_What to work on_
Tally the lines in the following entries that include the word "camouflage"; state only the total.

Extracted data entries
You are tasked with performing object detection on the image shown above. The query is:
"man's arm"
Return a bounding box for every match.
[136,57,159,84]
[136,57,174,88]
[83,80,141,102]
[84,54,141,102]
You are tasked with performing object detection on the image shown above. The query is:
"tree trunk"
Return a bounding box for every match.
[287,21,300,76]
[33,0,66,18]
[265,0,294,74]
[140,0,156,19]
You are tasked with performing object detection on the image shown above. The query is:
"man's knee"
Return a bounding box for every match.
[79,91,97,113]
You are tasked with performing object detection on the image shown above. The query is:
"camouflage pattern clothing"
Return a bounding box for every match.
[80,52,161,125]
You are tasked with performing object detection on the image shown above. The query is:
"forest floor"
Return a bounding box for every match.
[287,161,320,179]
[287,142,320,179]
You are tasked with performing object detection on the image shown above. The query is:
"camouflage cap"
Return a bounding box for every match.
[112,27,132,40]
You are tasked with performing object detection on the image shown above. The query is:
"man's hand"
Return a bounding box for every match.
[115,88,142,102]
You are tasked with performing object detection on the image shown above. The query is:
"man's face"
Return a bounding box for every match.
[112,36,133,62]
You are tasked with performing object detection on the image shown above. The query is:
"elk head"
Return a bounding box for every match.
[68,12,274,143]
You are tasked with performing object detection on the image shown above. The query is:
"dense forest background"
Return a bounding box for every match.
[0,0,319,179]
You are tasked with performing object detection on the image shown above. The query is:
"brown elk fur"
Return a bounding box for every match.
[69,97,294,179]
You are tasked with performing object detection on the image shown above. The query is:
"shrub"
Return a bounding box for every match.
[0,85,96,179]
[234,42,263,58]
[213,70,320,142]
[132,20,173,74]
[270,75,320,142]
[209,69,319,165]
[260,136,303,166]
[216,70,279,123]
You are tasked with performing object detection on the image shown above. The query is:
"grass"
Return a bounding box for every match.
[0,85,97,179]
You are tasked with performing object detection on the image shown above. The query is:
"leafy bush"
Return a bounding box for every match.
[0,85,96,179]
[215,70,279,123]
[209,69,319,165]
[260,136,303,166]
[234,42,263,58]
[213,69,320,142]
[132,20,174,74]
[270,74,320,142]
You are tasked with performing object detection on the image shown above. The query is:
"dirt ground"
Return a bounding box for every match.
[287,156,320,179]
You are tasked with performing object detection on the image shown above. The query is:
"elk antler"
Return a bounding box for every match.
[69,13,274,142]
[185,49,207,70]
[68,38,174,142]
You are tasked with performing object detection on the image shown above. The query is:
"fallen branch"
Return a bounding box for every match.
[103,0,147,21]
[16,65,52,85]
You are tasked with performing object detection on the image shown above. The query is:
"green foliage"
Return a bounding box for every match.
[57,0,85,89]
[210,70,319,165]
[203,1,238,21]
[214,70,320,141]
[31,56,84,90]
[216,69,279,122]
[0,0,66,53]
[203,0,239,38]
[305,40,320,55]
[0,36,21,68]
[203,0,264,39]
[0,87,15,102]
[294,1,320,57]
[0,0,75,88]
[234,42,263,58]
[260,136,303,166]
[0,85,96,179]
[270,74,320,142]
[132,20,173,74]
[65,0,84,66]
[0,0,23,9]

_Solution to the exercise_
2